## [Instrução 1]
Diga se cada uma das afirmações seguintes está de acordo com o texto sobre as praias. Responda sim ou não e cite as palavras do texto que o decidem. (a) O texto afirma que a Eurolei já está feita. (b) Segundo o texto, a maioria dos resorts previstos para o litoral português teria campo de ténis. (c) O texto diz que o termo “Serviço do Ecossistema” foi introduzido pelos técnicos de biodiversidade das Nações Unidas.
## [Instrução 2]
Prossiga com o texto sobre as praias concessionadas a partir do ponto em que termina.

## [Excerto da página]

+++++

Arrastadas pela inexorável corrente legislativa bruxelense, vêm de algum tempo a esta parte dando à costa notícias inusuais sobre a situação “insustentável” das praias concessionadas de Itália; sobre a tendência ucraniana de ir a banhos embriagado - o que constitui um grave risco para a segurança marítima – ou sobre a inevitável necessidade de transformar certas zonas da costa em luxuosos condomínios privados de forma a assegurar a necessária qualidade, segurança e “sustentabilidade” das praias.
Como habitualmente sucede, a Eurolei já está feita, de acordo com os interesses mais “representativos” (leia-se: os interesses banco-imobiliários daqueles que querem, finalmente, tomar posse de algumas regiões-pérola do litoral europeu, entre as quais, por óbvias razões geográficas e climáticas, algumas faixas “desocupadas” do extenso litoral português). Trata-se do culminar de uma batalha que há anos vem sendo travada, e que agora finalmente começa a dar os seus apetecíveis frutos. É claro que vale a pena perguntarmo-nos: como conseguiram os magníficos políticos e autarcas deste país descobrir essa região ignorada da Via Láctea donde viriam infindáveis clientes, da classe média e média-alta, para as centenas de “resorts”, a maioria dos quais dotados do indispensável campo de golfe, previstos na última década para o litoral português? Será que não se trata de um buraco negro da Galáxia, ao invés de um admirável mundo novo de clientes-maravilha?
Ora, a verdade seja dita: essa fase já passou. Agora trata-se de “vender a ideia” de que manter as praias com elevados níveis qualidade e segurança custa muito dinheiro; que o Estado é sinónimo de Défice, e que portanto ou pagamos nós (em vez “do Estado”, que nos é agora, pela primeira vez desde Nicolau Maquiavel e por causa das inexoráveis forças da História, absolutamente Exterior e Superior) ou ficamos sem o utilíssimo “Serviço do Ecossistema” (eufemismo recentemente introduzido pelos técnicos de biodiversidade das Nações Unidas, coadjuvados pelos seus homólogos da União Europeia, para servir o magno desígnio que consiste em enterrar o medievo princípio segundo o qual “O Sol quando nasce é para todos.” ). Qual quê, o Sol quando nasce, numa sociedade “moderna”, é para aqueles que o podem pagar!

+++++

## [Material de apoio]
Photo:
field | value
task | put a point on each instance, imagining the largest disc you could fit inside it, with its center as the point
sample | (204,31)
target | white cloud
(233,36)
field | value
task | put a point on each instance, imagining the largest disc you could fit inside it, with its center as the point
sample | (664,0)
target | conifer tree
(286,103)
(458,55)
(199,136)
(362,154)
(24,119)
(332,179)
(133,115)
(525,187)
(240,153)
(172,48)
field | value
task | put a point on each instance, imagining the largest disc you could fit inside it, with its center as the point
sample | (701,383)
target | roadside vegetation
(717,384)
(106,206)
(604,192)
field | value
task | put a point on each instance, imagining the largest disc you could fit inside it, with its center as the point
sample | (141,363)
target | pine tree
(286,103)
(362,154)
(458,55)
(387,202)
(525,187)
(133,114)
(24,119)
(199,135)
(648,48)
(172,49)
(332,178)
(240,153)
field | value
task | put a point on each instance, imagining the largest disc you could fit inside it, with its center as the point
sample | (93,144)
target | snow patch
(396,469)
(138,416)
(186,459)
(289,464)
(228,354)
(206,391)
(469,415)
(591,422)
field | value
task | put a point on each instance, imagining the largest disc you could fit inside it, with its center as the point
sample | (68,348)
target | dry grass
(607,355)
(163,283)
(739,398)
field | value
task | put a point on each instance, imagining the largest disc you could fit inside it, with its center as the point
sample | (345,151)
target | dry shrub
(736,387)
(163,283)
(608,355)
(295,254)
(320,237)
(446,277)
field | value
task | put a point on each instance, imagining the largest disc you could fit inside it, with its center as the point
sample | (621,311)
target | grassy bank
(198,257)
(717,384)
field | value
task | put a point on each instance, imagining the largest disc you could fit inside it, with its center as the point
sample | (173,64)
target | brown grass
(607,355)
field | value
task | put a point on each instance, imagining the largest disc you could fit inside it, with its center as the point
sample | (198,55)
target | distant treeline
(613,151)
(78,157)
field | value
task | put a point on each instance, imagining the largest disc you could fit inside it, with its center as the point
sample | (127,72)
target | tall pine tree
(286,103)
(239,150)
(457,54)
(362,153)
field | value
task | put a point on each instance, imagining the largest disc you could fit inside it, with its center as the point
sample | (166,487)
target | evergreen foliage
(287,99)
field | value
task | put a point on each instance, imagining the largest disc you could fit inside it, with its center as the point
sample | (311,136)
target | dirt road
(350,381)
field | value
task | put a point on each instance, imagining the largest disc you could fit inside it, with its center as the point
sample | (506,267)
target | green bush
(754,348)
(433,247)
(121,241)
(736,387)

+++++

## [Resposta certa 1]
(a) Sim: “a Eurolei já está feita”.
(b) Não: “a maioria dos quais dotados do indispensável campo de golfe”.
(c) Sim: “eufemismo recentemente introduzido pelos técnicos de biodiversidade das Nações Unidas”.

## [Resposta certa 2]
A Europa, e em particular a do Sul, está pejada de arcaísmos – asseveram-nos os gurus. A bem ou a mal, temos de nos modernizar! Mas eis senão quando nos assalta o espírito o “modernismo” que é continuarmos a ser governados por gente tão vulgar, inculta ou semi-alfabetizada, formatada segundo as doutrinas do “mercado” e da “mão invisível” – as únicas de que ouviram falar, e que a bem dizer nunca perceberam – desde a Junta de Freguesia até ao G8, passando pelas empresas estratégicas “de Estado”, isto quando os infelizes “doutores” – que habitualmente até sabem algum inglês e percebem de computadores – saem das universidades directamente para o desemprego ou, quando não, para os mui modernos call-centers, caixas registadoras e part-times a 500 euros mensais). Para “modernizar” o sector do ambiente há pois urgentemente que começar a pagar os “Serviços do Ecossistema” (é o princípio do utilizador-pagador, lembram os gurus da minúscula economia).
Daí talvez o interesse recentemente expresso pelo “jovem” Passos Coelho em rever a arcaica Lei de Bases do Ambiente, aprovada nesse já longínquo anno de 1987. Mais um tango, dir-se-ia, enquanto o baile dura, pois as Leis maiúsculas a tal obrigam. Isso de o Sol continuar a nascer para todos é algo de que um futuro “moderno” e economicamente “eficiente” não se compadece, sob pena do insustentável agravamento do Défice e dos ratings da Dívida Soberana(!?) Não se trata pois apenas da sustentabilidade financeira do Serviço Nacional de Saúde e da Segurança Social, ou da “inadiável” reforma das leis laborais, matérias que, pela sua gravidade, requerem a dita “atenção” constitucional, e o dito Tango. O Ambiente é outro dos alvos, senão talvez mesmo o principal ou o primeiro, a atingir no curto e médio/longo prazos. Um alvo certo porque valioso e Tangível, ao contrário dos tradicionais alvos especulativos, aos quais a presente classe dirigente tanto deve. E comparativamente fácil, dada a “bovinidade” prevalecente no actual panorama ambientalista português (e não só).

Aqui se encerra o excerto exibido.